Jawab pertanyaan berikut dari artikel tentang kasus Covid-19 di DKI Jakarta.
1. Berapa persen positivity rate di DKI selama sepekan?
2. Abdul Aziz merupakan anggota DPRD dari fraksi apa?
3. Abdul Aziz menjabat sebagai ketua komisi apa di DPRD?

══ KUTIPAN TEKS ══

Sukses

Kasus Covid-19 DKI Melonjak, Mengapa Tuas Rem Darurat Belum Juga Ditarik?

Kendati angka terus bertambah, Pemprov DKI tak kunjung mengambil kebijakan rem darurat. Apa sebab?

Liputan6.com, Jakarta - Penambahan kasus positif Covid-19 di DKI Jakarta terus terjadi di angka 800-1.000 setiap hari. Persentase positivity rate di DKI selama sepekan mencapai 14 persen.

Kendati angka terus bertambah, Pemprov DKI tak kunjung mengambil kebijakan rem darurat, sebagaimana disampaikan Gubernur DKI Anies Baswedan saat melonggarkan Pembatasan Sosial Berskala Besar (PSBB) menjadi PSBB transisi.

Anggota DPRD dari fraksi PKS, Abdul Aziz menilai dilakukan atau tidaknya rem darurat merupakan kewenangan Pemprov. Ia meyakini, Anies sebagai pemimpin ibu kota memiliki dasar dan pertimbangan matang mengapa saat ini tak kunjung ada rem darurat.

Ketua Komisi B DPRD itu juga meyakini Anies tidak akan mengesampingkan keselamatan warga ntuk menyelamatkan roda perekonomian Jakarta.

═══
══ DATA YANG DIBERIKAN ══

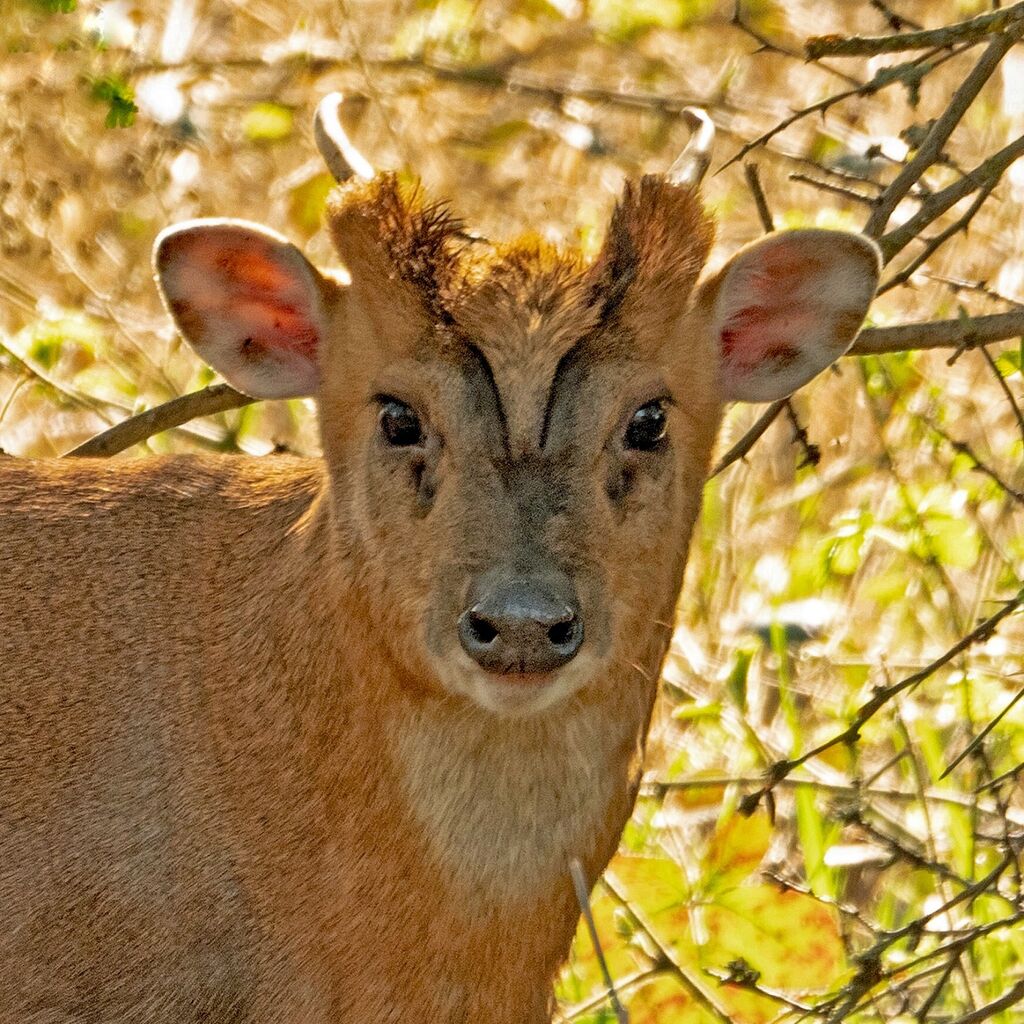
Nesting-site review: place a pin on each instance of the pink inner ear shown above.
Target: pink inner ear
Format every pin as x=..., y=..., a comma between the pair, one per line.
x=757, y=335
x=252, y=288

═══

JAWABAN TUGAS:
1. 14 persen.
2. Fraksi PKS.
3. Komisi B.